343 Fragments d'architecture coréenne
343 Fragments d'architecture coréenne

Midi ! Plus de quatre heures que j’écris : huit pages, le double de ma moyenne habituelle. Je n’ai pas pensé à mon œil ni à mes petits problèmes, si ce n’est à travers ce que j’écris : en les regardant et les analysant de l’extérieur, dépouillés de l’émotion qui crée dukkha*. En fait, quand on écrit, est-ce qu’on est dans le présent, ou bien dans le passé et le futur décrits par les mots ? Ce n’est pas évident. Une pensée qui surgit dans l’esprit depuis la mémoire ou l’inconscient, est-elle le moment présent ? Même si elle est un reflet du passé et nous empêche de percevoir par les autres sens ce qui se passe dans le présent autour de nous ? C’est bien la perception présente du sens de l’esprit ; comme quand on lit un livre d’histoire, qu’on regarde une photo ou qu’on écoute un disque : c’est du passé qu’on perçoit dans le présent. D’ailleurs, ce qui se passe autour de nous est déjà du passé quand on le perçoit ; simplement du passé très récent. Est-ce que le présent existe vraiment, ou n’est-il qu’une autre illusion ?

== Informations fournies ==
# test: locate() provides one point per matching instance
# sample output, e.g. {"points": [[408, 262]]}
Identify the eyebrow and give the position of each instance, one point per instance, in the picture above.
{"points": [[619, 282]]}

== Objectif fixé ==
Dites si chaque affirmation concorde avec l'extrait. Répondez par oui ou par non et citez les mots de l'extrait qui tranchent. (a) Huit pages ont été écrites en plus de quatre heures. (b) Ces huit pages correspondent à la moyenne habituelle. (c) Ce qui se passe autour de nous est encore du présent au moment où on le perçoit.

== Résultat ci-dessous ==
(a) Oui : « Plus de quatre heures que j’écris : huit pages »
(b) Non : « le double de ma moyenne habituelle »
(c) Non : « ce qui se passe autour de nous est déjà du passé quand on le perçoit »